(Entries from a point annotation set)
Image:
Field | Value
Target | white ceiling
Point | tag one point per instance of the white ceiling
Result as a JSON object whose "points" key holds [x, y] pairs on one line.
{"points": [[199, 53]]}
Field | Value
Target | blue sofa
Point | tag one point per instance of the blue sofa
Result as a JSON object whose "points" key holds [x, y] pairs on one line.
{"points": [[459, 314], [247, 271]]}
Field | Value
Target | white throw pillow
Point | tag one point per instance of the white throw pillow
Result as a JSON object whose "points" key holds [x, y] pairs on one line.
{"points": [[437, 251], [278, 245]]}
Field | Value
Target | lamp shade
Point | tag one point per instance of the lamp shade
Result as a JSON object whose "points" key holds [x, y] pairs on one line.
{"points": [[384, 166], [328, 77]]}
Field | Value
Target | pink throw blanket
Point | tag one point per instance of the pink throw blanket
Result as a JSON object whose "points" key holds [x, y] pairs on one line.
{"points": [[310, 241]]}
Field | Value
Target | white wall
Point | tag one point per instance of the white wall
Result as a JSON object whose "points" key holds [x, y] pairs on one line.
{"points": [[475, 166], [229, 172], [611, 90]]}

**YOUR INSTRUCTIONS:**
Copy out all of the records above with nothing altered.

**RESPONSE:**
Image:
Field | Value
Target | white ceiling
Point | tag one point per instance of the white ceiling
Result as a JSON object whose "points" key holds [x, y] pairs on one line.
{"points": [[199, 53]]}
Field | Value
Target | blue sofa
Point | tag one point per instance of the blue sofa
Result as a JSON object whose "points" key holds [x, y] pairs on one line.
{"points": [[459, 314], [247, 271]]}
Field | Value
Target | white throw pillow
Point | tag one point per instance of the white throw pillow
Result as a JSON object whose "points" key holds [x, y] pairs on one line.
{"points": [[437, 251], [278, 245]]}
Field | Value
Target | lamp shade
Point | tag one point per instance of the lamp shade
Result as a JSON object whose "points" key holds [x, y] pairs on one line.
{"points": [[384, 166], [328, 77]]}
Field | Value
Target | pink throw blanket
Point | tag one point per instance of the pink throw blanket
Result as a JSON object whose "points" key holds [x, y] pairs on one line.
{"points": [[310, 241]]}
Field | Value
Target | white wall
Point | tag one point per instance of the white wall
Result as a JSON object whose "points" key holds [x, y] pairs on one line.
{"points": [[475, 166], [229, 172], [611, 90]]}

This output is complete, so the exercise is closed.